Task to complete: Tally the lines in the entries below that contain the word "metal", treating uppercase and lowercase as distinct. Give only the number.

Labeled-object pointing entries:

··········

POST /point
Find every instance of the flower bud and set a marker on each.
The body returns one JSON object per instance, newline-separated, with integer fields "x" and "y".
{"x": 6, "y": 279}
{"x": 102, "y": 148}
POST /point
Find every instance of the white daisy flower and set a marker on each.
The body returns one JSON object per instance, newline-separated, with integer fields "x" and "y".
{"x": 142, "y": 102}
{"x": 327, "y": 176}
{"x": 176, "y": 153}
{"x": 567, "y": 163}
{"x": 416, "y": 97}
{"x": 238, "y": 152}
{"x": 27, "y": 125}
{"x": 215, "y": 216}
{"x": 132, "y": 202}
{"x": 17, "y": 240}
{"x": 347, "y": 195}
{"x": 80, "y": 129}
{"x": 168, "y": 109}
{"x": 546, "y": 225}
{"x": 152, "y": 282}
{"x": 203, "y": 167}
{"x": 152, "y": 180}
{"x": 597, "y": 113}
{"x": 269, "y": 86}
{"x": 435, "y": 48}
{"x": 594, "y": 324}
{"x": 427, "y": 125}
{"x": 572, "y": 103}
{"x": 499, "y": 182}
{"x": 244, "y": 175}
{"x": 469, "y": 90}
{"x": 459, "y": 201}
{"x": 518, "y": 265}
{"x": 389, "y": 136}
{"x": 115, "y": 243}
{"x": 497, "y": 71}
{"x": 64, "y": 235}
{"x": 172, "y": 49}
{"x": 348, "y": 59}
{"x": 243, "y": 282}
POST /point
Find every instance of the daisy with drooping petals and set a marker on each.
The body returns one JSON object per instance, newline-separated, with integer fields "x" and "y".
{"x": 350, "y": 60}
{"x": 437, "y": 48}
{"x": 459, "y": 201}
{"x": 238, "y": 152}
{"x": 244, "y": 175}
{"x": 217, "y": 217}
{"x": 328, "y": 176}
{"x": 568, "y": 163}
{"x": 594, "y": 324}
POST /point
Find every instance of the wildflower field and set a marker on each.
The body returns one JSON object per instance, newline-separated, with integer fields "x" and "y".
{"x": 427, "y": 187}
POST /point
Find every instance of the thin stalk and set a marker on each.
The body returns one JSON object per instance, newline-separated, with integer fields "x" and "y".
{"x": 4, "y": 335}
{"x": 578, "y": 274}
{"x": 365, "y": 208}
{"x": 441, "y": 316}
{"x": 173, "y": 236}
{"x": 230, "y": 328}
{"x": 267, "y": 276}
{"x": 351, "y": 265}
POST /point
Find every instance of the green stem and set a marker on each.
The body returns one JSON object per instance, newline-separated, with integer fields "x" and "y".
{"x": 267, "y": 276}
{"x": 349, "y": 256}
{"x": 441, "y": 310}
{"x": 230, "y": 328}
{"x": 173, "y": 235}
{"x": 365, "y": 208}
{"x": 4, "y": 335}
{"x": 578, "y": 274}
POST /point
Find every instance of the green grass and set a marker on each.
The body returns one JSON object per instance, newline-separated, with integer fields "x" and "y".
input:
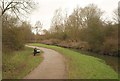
{"x": 81, "y": 66}
{"x": 18, "y": 64}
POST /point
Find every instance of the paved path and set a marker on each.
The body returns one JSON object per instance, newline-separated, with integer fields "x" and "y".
{"x": 52, "y": 67}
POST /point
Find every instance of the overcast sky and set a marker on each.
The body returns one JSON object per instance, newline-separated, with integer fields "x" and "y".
{"x": 46, "y": 9}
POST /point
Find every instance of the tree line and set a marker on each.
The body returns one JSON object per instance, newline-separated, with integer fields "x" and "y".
{"x": 84, "y": 29}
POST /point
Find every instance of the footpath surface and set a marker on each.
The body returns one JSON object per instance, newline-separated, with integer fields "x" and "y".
{"x": 52, "y": 67}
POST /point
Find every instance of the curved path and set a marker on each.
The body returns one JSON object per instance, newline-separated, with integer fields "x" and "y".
{"x": 52, "y": 67}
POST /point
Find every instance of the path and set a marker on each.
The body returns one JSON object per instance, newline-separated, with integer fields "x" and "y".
{"x": 52, "y": 67}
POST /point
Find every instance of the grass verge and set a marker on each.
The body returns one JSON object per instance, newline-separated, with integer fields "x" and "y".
{"x": 18, "y": 64}
{"x": 83, "y": 66}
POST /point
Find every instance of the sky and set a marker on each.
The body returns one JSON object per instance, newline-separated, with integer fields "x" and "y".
{"x": 46, "y": 8}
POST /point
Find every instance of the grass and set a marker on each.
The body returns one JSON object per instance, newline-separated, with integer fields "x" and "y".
{"x": 18, "y": 64}
{"x": 81, "y": 66}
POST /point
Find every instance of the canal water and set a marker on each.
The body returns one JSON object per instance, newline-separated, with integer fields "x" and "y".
{"x": 110, "y": 60}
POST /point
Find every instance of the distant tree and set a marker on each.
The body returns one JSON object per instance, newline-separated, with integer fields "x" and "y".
{"x": 37, "y": 28}
{"x": 16, "y": 7}
{"x": 57, "y": 21}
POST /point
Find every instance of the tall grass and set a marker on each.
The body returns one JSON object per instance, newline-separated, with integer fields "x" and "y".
{"x": 18, "y": 64}
{"x": 82, "y": 66}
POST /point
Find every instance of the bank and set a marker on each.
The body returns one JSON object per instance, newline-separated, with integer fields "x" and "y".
{"x": 80, "y": 66}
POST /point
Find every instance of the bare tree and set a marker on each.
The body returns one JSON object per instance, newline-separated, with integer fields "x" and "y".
{"x": 16, "y": 7}
{"x": 38, "y": 27}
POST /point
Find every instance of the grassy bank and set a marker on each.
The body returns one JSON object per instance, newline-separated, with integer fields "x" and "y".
{"x": 18, "y": 64}
{"x": 83, "y": 66}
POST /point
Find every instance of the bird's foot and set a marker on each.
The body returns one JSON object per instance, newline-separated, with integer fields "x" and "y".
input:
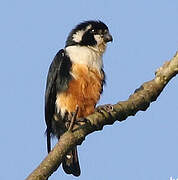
{"x": 108, "y": 108}
{"x": 73, "y": 119}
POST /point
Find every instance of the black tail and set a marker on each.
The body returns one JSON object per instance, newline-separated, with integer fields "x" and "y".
{"x": 70, "y": 163}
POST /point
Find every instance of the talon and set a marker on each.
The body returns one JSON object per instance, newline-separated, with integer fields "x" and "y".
{"x": 108, "y": 108}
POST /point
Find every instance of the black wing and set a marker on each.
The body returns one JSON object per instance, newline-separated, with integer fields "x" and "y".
{"x": 57, "y": 81}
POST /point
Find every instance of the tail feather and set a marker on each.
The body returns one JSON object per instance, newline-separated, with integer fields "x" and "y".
{"x": 70, "y": 163}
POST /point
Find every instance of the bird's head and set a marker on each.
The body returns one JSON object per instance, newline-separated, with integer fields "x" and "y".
{"x": 93, "y": 34}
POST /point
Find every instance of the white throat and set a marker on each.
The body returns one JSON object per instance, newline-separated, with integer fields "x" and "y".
{"x": 85, "y": 55}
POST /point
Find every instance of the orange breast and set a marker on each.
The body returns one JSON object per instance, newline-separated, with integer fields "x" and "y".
{"x": 84, "y": 91}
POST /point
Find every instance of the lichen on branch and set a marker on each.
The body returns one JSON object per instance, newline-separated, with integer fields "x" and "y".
{"x": 139, "y": 101}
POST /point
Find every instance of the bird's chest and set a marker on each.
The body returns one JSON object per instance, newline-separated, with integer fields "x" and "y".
{"x": 83, "y": 90}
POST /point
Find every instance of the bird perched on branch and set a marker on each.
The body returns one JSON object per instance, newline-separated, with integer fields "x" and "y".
{"x": 75, "y": 80}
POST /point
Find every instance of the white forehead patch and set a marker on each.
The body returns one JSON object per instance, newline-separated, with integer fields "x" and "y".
{"x": 77, "y": 37}
{"x": 98, "y": 39}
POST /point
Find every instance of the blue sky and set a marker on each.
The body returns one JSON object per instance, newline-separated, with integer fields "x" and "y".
{"x": 145, "y": 35}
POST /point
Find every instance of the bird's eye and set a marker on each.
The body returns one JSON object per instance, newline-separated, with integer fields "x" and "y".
{"x": 92, "y": 31}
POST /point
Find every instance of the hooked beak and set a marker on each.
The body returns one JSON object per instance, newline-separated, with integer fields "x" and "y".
{"x": 108, "y": 37}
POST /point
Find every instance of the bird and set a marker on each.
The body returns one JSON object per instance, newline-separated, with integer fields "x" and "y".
{"x": 75, "y": 79}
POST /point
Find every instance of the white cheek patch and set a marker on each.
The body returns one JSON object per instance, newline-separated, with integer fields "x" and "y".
{"x": 98, "y": 39}
{"x": 77, "y": 37}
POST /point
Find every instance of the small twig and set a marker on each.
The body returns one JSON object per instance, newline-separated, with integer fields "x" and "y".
{"x": 73, "y": 118}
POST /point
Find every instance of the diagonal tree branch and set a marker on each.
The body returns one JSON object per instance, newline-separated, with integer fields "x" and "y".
{"x": 139, "y": 101}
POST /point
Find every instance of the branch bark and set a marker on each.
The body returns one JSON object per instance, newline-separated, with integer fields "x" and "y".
{"x": 139, "y": 101}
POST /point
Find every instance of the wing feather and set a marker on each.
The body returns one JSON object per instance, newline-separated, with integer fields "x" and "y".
{"x": 57, "y": 81}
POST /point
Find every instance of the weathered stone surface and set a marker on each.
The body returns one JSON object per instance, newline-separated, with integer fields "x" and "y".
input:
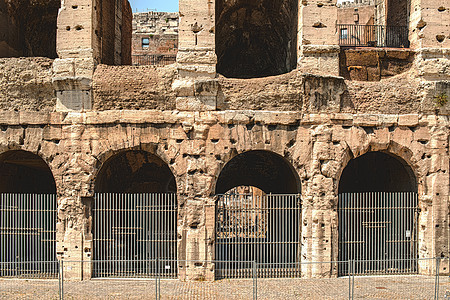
{"x": 26, "y": 84}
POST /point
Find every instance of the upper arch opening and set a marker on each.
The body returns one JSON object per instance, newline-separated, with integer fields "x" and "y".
{"x": 135, "y": 171}
{"x": 377, "y": 172}
{"x": 26, "y": 173}
{"x": 28, "y": 28}
{"x": 256, "y": 38}
{"x": 265, "y": 170}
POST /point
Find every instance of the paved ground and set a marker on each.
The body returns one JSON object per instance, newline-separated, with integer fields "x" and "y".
{"x": 392, "y": 287}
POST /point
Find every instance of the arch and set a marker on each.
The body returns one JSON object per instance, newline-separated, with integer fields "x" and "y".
{"x": 263, "y": 169}
{"x": 134, "y": 215}
{"x": 377, "y": 172}
{"x": 256, "y": 38}
{"x": 28, "y": 28}
{"x": 24, "y": 172}
{"x": 378, "y": 213}
{"x": 135, "y": 171}
{"x": 28, "y": 209}
{"x": 258, "y": 213}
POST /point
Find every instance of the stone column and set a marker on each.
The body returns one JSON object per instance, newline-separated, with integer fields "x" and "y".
{"x": 74, "y": 68}
{"x": 318, "y": 39}
{"x": 196, "y": 87}
{"x": 319, "y": 207}
{"x": 72, "y": 171}
{"x": 196, "y": 216}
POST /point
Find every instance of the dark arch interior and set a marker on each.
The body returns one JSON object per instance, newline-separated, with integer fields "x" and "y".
{"x": 25, "y": 172}
{"x": 262, "y": 169}
{"x": 256, "y": 38}
{"x": 377, "y": 172}
{"x": 135, "y": 172}
{"x": 28, "y": 28}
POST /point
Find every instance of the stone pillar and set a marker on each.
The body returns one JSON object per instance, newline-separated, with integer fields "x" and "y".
{"x": 319, "y": 208}
{"x": 74, "y": 237}
{"x": 75, "y": 65}
{"x": 197, "y": 234}
{"x": 435, "y": 200}
{"x": 318, "y": 38}
{"x": 196, "y": 87}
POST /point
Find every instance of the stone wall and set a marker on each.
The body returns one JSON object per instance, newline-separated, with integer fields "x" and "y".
{"x": 130, "y": 87}
{"x": 160, "y": 28}
{"x": 26, "y": 84}
{"x": 374, "y": 64}
{"x": 28, "y": 28}
{"x": 365, "y": 15}
{"x": 196, "y": 146}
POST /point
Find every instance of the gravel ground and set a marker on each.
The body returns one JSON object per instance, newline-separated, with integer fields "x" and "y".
{"x": 392, "y": 287}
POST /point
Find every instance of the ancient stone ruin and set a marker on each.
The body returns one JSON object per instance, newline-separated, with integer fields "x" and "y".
{"x": 271, "y": 99}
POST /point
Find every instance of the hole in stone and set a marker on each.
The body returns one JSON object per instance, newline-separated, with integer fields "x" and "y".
{"x": 440, "y": 38}
{"x": 256, "y": 38}
{"x": 368, "y": 130}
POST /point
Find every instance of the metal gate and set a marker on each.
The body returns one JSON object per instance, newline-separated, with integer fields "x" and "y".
{"x": 135, "y": 235}
{"x": 264, "y": 229}
{"x": 378, "y": 231}
{"x": 28, "y": 235}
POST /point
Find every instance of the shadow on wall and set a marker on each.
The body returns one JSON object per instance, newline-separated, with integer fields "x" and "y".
{"x": 377, "y": 172}
{"x": 256, "y": 38}
{"x": 135, "y": 171}
{"x": 262, "y": 169}
{"x": 25, "y": 172}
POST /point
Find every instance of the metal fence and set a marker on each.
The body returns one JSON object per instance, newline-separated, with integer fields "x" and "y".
{"x": 130, "y": 231}
{"x": 379, "y": 231}
{"x": 153, "y": 59}
{"x": 352, "y": 35}
{"x": 27, "y": 233}
{"x": 264, "y": 229}
{"x": 317, "y": 281}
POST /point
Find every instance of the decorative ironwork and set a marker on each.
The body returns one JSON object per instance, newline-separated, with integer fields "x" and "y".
{"x": 352, "y": 35}
{"x": 28, "y": 233}
{"x": 132, "y": 229}
{"x": 264, "y": 229}
{"x": 378, "y": 231}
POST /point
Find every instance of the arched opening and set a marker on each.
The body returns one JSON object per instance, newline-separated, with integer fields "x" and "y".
{"x": 256, "y": 38}
{"x": 135, "y": 217}
{"x": 27, "y": 216}
{"x": 263, "y": 169}
{"x": 113, "y": 31}
{"x": 257, "y": 216}
{"x": 378, "y": 211}
{"x": 28, "y": 28}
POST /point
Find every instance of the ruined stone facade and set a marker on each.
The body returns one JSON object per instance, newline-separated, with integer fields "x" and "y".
{"x": 78, "y": 111}
{"x": 155, "y": 34}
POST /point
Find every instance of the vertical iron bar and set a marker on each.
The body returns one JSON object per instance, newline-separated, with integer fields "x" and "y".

··········

Output: 2